=== Given records ===

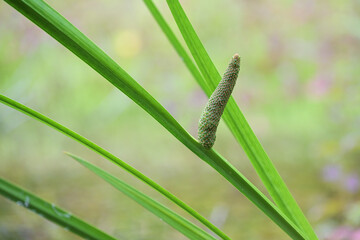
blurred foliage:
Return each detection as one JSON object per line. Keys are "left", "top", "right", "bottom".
{"left": 0, "top": 0, "right": 359, "bottom": 239}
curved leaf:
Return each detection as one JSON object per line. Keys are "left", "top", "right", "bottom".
{"left": 67, "top": 153, "right": 217, "bottom": 240}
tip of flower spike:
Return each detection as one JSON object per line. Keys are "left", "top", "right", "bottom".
{"left": 232, "top": 53, "right": 240, "bottom": 66}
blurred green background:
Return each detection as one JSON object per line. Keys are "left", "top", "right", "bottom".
{"left": 1, "top": 0, "right": 359, "bottom": 239}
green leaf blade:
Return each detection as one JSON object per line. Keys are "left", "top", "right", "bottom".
{"left": 0, "top": 177, "right": 117, "bottom": 240}
{"left": 143, "top": 0, "right": 211, "bottom": 94}
{"left": 0, "top": 94, "right": 227, "bottom": 239}
{"left": 67, "top": 153, "right": 217, "bottom": 240}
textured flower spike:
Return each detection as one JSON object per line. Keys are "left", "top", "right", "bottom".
{"left": 198, "top": 54, "right": 240, "bottom": 149}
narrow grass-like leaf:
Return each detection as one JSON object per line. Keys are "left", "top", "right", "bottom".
{"left": 165, "top": 0, "right": 317, "bottom": 239}
{"left": 4, "top": 1, "right": 306, "bottom": 238}
{"left": 143, "top": 0, "right": 211, "bottom": 94}
{"left": 0, "top": 94, "right": 304, "bottom": 239}
{"left": 67, "top": 153, "right": 217, "bottom": 240}
{"left": 0, "top": 177, "right": 116, "bottom": 240}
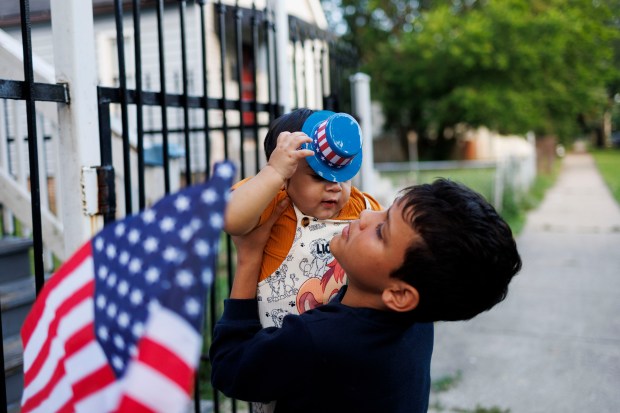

=== Exercise objective ===
Leave the pictures out and output exactly the lines above, from the start of the listing through the line with "tip of flower".

=== Reply to the task ===
blurred foliage:
Return each detection as one JSON object per line. Keys are "left", "top", "right", "bottom".
{"left": 0, "top": 0, "right": 359, "bottom": 239}
curved leaf:
Return each detection as one JSON object per line. Keys are "left", "top", "right", "bottom".
{"left": 67, "top": 153, "right": 217, "bottom": 240}
tip of flower spike:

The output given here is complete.